##### Extracted data #####

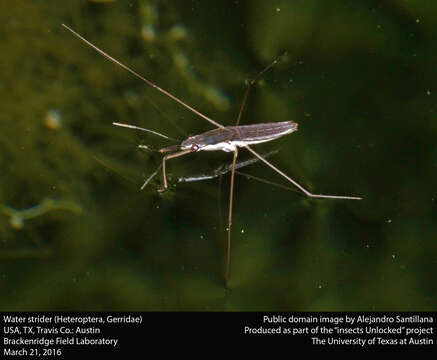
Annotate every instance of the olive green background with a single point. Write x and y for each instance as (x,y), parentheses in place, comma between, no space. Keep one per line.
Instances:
(358,77)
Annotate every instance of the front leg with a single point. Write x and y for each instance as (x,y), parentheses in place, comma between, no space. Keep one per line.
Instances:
(167,157)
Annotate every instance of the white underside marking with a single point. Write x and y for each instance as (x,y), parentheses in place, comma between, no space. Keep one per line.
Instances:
(231,145)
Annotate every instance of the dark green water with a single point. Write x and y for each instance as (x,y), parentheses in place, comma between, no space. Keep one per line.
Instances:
(358,77)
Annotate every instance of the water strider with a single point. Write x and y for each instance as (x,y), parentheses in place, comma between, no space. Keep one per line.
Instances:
(225,138)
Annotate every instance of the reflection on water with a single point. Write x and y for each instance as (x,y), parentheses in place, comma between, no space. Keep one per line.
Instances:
(358,80)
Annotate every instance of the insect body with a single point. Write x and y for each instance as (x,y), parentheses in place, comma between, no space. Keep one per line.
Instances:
(230,137)
(225,138)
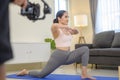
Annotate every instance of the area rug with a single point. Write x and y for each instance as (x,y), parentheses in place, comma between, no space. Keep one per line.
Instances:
(58,77)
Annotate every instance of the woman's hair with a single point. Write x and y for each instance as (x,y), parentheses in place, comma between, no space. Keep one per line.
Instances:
(59,14)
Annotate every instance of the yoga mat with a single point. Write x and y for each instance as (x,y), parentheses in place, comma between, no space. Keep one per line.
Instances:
(58,77)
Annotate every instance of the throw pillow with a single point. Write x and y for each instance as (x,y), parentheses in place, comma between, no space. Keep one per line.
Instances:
(103,39)
(116,40)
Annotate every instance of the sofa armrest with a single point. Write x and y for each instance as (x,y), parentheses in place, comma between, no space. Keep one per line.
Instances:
(80,45)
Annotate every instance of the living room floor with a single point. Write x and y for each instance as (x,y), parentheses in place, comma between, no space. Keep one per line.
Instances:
(70,69)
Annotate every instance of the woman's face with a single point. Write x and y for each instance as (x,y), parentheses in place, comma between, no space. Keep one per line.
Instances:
(64,19)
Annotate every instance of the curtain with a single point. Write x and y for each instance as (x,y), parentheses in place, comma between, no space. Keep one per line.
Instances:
(93,10)
(108,15)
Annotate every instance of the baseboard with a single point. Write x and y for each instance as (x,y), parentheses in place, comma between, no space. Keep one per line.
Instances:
(29,66)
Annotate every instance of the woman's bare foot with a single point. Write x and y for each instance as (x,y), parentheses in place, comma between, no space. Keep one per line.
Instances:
(88,77)
(22,73)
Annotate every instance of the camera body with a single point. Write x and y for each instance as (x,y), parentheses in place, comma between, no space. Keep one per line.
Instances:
(32,11)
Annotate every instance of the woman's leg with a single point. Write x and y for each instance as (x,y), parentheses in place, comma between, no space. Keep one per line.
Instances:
(83,54)
(57,59)
(2,72)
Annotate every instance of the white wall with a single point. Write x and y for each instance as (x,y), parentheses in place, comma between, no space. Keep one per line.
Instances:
(26,31)
(81,7)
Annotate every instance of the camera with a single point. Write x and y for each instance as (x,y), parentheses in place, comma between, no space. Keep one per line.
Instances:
(32,11)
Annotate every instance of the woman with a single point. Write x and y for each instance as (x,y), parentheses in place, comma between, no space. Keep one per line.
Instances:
(62,55)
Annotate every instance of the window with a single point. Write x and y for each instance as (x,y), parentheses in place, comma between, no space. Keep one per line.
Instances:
(61,5)
(108,15)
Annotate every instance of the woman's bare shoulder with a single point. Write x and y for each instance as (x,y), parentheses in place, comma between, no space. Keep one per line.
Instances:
(55,25)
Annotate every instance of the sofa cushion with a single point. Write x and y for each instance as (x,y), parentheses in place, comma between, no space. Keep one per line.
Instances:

#####

Work order » Could you please find every line of the listing above holding the string "water" and copy it?

Answer to the exercise »
Annotate every instance of the dark green water with a single point. Write x and y for each instance as (x,y), parentheses in place, comma between, no space. Keep one per line.
Annotate every instance of the water strider with a single point. Write x and y for each instance as (x,y), parentheses in place, comma between, no space. Keep one per line.
Annotate every instance of the reflection on water with a single point. Write x and y for each instance as (x,y), parentheses in place, comma between, no space. Keep one per line.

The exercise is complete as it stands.